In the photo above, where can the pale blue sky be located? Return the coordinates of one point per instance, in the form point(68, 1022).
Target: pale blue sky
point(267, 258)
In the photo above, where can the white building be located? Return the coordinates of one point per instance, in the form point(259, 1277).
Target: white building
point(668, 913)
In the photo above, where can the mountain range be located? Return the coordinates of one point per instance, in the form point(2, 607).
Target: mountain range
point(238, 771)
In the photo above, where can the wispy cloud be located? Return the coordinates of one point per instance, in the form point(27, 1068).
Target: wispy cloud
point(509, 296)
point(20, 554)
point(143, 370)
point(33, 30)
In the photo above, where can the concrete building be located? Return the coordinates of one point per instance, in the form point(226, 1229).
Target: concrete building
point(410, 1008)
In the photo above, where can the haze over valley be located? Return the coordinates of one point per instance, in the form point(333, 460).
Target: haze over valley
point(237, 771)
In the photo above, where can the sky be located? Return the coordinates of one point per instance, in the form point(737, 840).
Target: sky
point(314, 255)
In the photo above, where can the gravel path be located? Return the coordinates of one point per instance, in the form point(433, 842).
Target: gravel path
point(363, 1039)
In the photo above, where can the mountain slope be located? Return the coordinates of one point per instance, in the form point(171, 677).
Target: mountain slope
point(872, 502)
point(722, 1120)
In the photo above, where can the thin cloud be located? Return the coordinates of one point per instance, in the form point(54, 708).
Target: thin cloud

-=-=-=-=-

# What the exercise asks
Reproduce all of the items above, switching each occurrence of "gravel path" to "dirt trail" and leaving every other word unchanged.

# Result below
In the photo above, where can the pale blue sky be located? Return the coordinates of one point per instance, in the form point(68, 1022).
Target: pale blue sky
point(267, 258)
In the photo above, where can the white building be located? Return the coordinates of one point per instance, in the form point(259, 1277).
Target: white building
point(668, 913)
In the photo above, where can the mountain range be located? Return the coordinates of one point per instance, in the form point(2, 607).
Target: mountain range
point(238, 771)
In the photo above, where can the wispy cloud be located? Return the coordinates of one point per instance, in the form point(27, 1068).
Target: wispy cloud
point(509, 296)
point(20, 554)
point(143, 370)
point(33, 30)
In the photo above, where can the concrete building be located? Return the coordinates of one point per instance, in the form point(226, 1229).
Target: concrete building
point(410, 1008)
In the photo above, where can the haze over valley be located? Return the coordinates of one point per instance, in the form point(333, 460).
Target: haze over valley
point(237, 771)
In the photo above, where can the sky be located? Return the coordinates of one point per instance, in the form point(737, 840).
Target: sky
point(314, 255)
In the photo above, where can the dirt trail be located? Return the coordinates of one point per instance, in the form point(433, 842).
Target: dirt trail
point(363, 1039)
In the photo above, where can the mountain slope be located? Return the coordinates of one point per instance, in the form point(171, 677).
Target: mountain slope
point(872, 502)
point(722, 1120)
In the photo above, where can the thin cloud be located? Return the coordinates of one point per instance, in the form point(54, 708).
Target: thin cloud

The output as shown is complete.